» REQUIREMENT
Copy out the lines below word for word, with no changes.

» WORKING DATA
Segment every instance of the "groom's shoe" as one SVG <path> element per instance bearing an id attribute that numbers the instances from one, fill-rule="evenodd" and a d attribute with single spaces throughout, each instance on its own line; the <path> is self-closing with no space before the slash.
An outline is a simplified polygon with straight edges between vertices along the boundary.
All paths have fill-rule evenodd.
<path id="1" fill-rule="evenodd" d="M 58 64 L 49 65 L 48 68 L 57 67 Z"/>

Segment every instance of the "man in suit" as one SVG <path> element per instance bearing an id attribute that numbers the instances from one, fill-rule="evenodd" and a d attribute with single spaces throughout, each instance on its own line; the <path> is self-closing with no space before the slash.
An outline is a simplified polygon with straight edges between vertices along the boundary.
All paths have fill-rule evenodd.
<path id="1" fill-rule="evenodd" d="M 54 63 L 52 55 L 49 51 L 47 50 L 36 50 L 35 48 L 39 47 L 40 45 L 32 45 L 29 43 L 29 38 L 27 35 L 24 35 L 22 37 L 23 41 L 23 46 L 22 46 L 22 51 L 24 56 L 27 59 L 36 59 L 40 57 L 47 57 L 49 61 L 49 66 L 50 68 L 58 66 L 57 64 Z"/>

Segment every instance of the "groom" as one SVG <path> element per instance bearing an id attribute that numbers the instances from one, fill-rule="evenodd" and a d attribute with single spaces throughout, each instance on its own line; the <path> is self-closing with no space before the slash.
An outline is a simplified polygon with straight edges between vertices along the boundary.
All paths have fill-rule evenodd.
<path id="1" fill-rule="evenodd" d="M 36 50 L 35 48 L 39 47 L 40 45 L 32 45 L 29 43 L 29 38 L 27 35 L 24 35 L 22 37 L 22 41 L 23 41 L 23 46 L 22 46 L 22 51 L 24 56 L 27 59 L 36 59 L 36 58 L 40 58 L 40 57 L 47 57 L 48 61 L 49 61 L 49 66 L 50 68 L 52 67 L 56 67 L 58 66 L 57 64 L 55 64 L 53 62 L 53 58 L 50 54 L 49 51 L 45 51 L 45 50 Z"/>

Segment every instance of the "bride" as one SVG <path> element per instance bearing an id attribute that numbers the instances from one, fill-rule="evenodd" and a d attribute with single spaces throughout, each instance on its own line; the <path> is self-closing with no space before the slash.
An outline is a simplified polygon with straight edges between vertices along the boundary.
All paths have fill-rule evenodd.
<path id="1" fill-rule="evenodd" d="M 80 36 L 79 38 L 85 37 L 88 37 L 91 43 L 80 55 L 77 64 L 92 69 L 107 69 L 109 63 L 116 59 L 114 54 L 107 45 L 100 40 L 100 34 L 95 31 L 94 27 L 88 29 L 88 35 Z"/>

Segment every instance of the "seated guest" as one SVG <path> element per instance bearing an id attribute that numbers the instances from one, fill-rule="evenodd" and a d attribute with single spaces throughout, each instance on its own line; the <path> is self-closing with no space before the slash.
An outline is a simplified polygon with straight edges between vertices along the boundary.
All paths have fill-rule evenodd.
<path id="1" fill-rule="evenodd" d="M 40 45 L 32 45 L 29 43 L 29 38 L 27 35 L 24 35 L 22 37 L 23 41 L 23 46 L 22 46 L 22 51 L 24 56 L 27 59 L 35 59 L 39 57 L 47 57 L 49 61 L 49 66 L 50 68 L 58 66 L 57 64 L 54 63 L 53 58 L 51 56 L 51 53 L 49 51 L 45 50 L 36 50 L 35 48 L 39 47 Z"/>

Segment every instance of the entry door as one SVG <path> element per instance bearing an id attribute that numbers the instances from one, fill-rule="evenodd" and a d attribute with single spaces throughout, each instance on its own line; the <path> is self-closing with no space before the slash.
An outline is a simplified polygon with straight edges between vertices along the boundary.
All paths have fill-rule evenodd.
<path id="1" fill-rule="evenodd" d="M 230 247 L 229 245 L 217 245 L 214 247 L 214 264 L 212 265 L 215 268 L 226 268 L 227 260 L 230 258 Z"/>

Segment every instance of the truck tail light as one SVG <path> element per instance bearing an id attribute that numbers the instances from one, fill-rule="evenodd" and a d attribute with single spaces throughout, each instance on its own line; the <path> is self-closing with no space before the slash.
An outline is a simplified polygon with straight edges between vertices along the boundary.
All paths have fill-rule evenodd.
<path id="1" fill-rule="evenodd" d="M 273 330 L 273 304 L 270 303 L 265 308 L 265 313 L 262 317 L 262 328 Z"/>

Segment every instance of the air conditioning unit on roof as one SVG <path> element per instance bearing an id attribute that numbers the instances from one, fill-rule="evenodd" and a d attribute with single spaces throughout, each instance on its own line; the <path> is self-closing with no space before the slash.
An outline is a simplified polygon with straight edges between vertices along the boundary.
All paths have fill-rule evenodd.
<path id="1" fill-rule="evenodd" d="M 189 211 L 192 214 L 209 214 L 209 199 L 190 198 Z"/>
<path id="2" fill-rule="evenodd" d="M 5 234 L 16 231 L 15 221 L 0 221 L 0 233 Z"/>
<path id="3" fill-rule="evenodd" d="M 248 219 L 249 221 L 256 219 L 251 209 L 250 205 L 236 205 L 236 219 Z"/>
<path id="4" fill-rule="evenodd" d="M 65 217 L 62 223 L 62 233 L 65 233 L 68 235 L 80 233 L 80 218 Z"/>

» CORRECT ANSWER
Segment every instance of the "groom's shoe" as one SVG <path> element per instance bearing an id attribute that numbers the instances from one, fill-rule="evenodd" and a d attribute with single spaces throughout, each instance on its own line; the <path> is self-closing with no space before the slash.
An outline is a simplified polygon with straight edges between vertices along the boundary.
All paths have fill-rule evenodd.
<path id="1" fill-rule="evenodd" d="M 58 64 L 49 65 L 48 68 L 57 67 Z"/>

Segment every instance of the "man in suit" as one SVG <path> element per instance bearing an id attribute that numbers the instances from one, fill-rule="evenodd" and a d attribute with single spaces throughout, each instance on its own line; the <path> is self-closing with no space before the slash.
An outline is a simplified polygon with straight edges between vertices along the boundary.
All paths have fill-rule evenodd.
<path id="1" fill-rule="evenodd" d="M 54 63 L 52 55 L 49 51 L 47 50 L 36 50 L 35 48 L 39 47 L 40 45 L 32 45 L 29 43 L 29 38 L 27 35 L 24 35 L 22 37 L 23 41 L 23 46 L 22 46 L 22 51 L 24 56 L 27 59 L 36 59 L 40 57 L 47 57 L 49 61 L 49 66 L 50 68 L 58 66 L 57 64 Z"/>

Segment every instance of the "groom" as one SVG <path> element per instance bearing an id attribute that numbers the instances from one, fill-rule="evenodd" and a d attribute with single spaces throughout, each instance on its own line; the <path> is self-closing with no space before the slash.
An outline is a simplified polygon with straight edges between vertices along the boundary.
All paths have fill-rule evenodd.
<path id="1" fill-rule="evenodd" d="M 36 50 L 35 48 L 39 47 L 40 45 L 32 45 L 29 43 L 29 38 L 27 35 L 24 35 L 22 37 L 22 41 L 23 41 L 23 46 L 22 46 L 22 51 L 24 56 L 27 59 L 36 59 L 36 58 L 40 58 L 40 57 L 47 57 L 48 61 L 49 61 L 49 66 L 50 68 L 52 67 L 56 67 L 58 66 L 57 64 L 55 64 L 53 62 L 53 58 L 50 54 L 49 51 L 45 51 L 45 50 Z"/>

Segment every instance of the "bride" as one SVG <path> element per instance bearing an id attribute that numbers the instances from one, fill-rule="evenodd" and a d attribute with single spaces throughout, each instance on its own line; the <path> is self-closing with no space before the slash.
An outline is a simplified polygon with straight edges between vertices along the boundary.
All paths have fill-rule evenodd.
<path id="1" fill-rule="evenodd" d="M 80 36 L 79 38 L 85 37 L 88 37 L 91 43 L 80 55 L 77 64 L 92 69 L 107 69 L 109 63 L 116 59 L 114 54 L 107 45 L 100 40 L 100 34 L 95 31 L 94 27 L 88 29 L 88 35 Z"/>

Segment every instance of the "seated guest" as one SVG <path> element per instance bearing an id attribute that numbers the instances from one, fill-rule="evenodd" and a d attribute with single spaces throughout, each instance on its own line; the <path> is self-closing with no space before the slash.
An outline is a simplified polygon with straight edges between vertices along the boundary.
All paths have fill-rule evenodd.
<path id="1" fill-rule="evenodd" d="M 40 45 L 32 45 L 29 43 L 29 38 L 27 35 L 24 35 L 22 37 L 23 41 L 23 46 L 22 46 L 22 51 L 24 56 L 27 59 L 35 59 L 39 57 L 47 57 L 49 61 L 49 66 L 50 68 L 58 66 L 57 64 L 54 63 L 53 58 L 51 56 L 51 53 L 49 51 L 45 50 L 36 50 L 35 48 L 39 47 Z"/>

Segment every instance of the entry door as one SVG <path> element per instance bearing an id attribute that numbers the instances from one, fill-rule="evenodd" and a d attribute with single spaces throughout, each instance on its own line; the <path> is self-closing with no space before the slash.
An outline is a simplified polygon with straight edges between vertices along the boundary.
All paths have fill-rule evenodd.
<path id="1" fill-rule="evenodd" d="M 230 247 L 229 245 L 217 245 L 214 247 L 214 264 L 212 265 L 215 268 L 226 268 L 227 260 L 230 258 Z"/>

Segment every instance of the truck tail light as one SVG <path> element per instance bearing an id attribute that numbers the instances from one, fill-rule="evenodd" and a d attribute with single spaces throughout, each instance on its own line; the <path> is self-closing with no space before the slash.
An outline is a simplified polygon with straight edges between vertices along the boundary.
All paths have fill-rule evenodd.
<path id="1" fill-rule="evenodd" d="M 273 330 L 273 304 L 270 303 L 265 308 L 265 313 L 262 317 L 262 328 Z"/>

Segment every instance of the air conditioning unit on roof as one SVG <path> element per instance bearing an id attribute that numbers the instances from one, fill-rule="evenodd" and a d attribute with single spaces throughout, each instance on its own line; the <path> is self-closing with no space before the slash.
An outline is a simplified polygon with straight edges between vertices along the boundary.
All paths have fill-rule evenodd.
<path id="1" fill-rule="evenodd" d="M 189 211 L 192 214 L 209 214 L 209 199 L 190 198 Z"/>
<path id="2" fill-rule="evenodd" d="M 5 234 L 16 231 L 15 221 L 0 221 L 0 233 Z"/>
<path id="3" fill-rule="evenodd" d="M 248 219 L 249 221 L 256 219 L 251 209 L 250 205 L 236 205 L 236 219 Z"/>
<path id="4" fill-rule="evenodd" d="M 65 217 L 62 223 L 62 233 L 65 233 L 68 235 L 80 233 L 80 218 Z"/>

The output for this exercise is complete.